[Exercise]
Even where a line looks wrong, copy it exactly and include every entry.

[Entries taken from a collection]
....................
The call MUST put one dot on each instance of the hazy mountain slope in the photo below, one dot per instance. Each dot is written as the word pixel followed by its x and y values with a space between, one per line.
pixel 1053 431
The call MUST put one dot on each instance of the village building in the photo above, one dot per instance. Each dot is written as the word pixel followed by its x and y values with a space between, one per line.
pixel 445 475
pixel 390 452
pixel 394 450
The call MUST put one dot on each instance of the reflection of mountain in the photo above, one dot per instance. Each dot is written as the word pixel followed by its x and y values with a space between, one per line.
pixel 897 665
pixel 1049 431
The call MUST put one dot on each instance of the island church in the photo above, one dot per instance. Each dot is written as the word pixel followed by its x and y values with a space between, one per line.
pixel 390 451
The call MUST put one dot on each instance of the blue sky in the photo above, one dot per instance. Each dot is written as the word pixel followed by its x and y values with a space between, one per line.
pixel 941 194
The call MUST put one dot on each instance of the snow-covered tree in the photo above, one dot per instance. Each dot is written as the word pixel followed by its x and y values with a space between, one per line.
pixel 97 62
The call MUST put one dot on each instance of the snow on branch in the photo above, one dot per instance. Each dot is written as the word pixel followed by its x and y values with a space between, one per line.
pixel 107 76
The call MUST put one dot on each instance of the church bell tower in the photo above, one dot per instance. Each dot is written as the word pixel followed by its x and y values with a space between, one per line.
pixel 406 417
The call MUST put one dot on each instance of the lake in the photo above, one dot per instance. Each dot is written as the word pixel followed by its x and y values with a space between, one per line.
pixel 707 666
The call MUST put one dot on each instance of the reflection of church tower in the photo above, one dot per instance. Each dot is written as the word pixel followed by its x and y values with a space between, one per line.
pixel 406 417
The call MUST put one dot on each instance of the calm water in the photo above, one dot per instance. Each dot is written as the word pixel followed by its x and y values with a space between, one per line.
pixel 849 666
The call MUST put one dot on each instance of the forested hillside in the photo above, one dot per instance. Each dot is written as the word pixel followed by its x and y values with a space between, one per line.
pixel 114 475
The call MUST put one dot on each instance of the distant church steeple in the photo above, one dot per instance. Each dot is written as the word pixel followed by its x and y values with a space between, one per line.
....................
[Result]
The call MUST put one dot on each instance of the hazy mountain slope in the photo below, one dot per instance. Each dot is written as the word pixel followed by its x and y values with a space between, one per line.
pixel 1053 431
The call MUST put one dot on each instance of the village building in the photo above, one dot per instance. Each dot is written as the word pixel followed by its x and y values with a space between, one per line.
pixel 445 475
pixel 390 452
pixel 394 450
The call MUST put one dot on each instance of the reflection of mountain in the photo above, one dot per instance. Each dot is written as the word pixel followed by its x and y values with a space between, one per line.
pixel 897 665
pixel 1049 431
The call MUST put one dot on each instance of the island church in the photo above, one dot per instance. Each dot is written as the word pixel followed by its x and y values with a space between, one per line.
pixel 390 451
The call MUST put one dot on each instance of the blue sky in the photo above, one dot per instance. Each dot is written as the word pixel followed by its x and y values with a space between, one per line.
pixel 941 194
The call MUST put one dot on each instance of the snow-covered tree in the photo above, one dot per instance. Each dot is written as the word pixel followed by its x and y values with a space between, one per line.
pixel 97 62
The call MUST put one dot on each instance of the snow on branch in the photo above, one dot per instance. Each dot is written as the word pixel followed by its x and y values with a space between, one per line.
pixel 107 76
The call MUST put one dot on each instance of the church bell tower in the photo above, one dot per instance. Each dot is written as the word pixel followed by its x and y values with a space between, one per line.
pixel 406 417
The call MUST put one dot on each instance of the lake in the photo above, one dot per instance. Each dot is written as the word pixel followed by its x and y values with a space between, one per line.
pixel 707 666
The call MUST put one dot on each instance of the reflection of church tower in the photo above, one dot per instance. Each dot is written as the word pixel followed by its x and y values with a space between, one per line.
pixel 406 417
The call MUST put one dot on each instance of the calm water in the photo above, one dot per instance. Each dot is written as the word pixel followed by its x and y values with a space between, one per line.
pixel 849 666
The call MUST put one dot on each instance of the forested hillside in the photo above, one dot per instance. Each dot is written as the word pixel followed by its x and y values with a space between, one per line.
pixel 114 475
The call MUST put one dot on each instance of the distant church steeple in the photo above, one dot per instance. Each dot is written as the word pixel followed by its x and y values with a space between, one per line.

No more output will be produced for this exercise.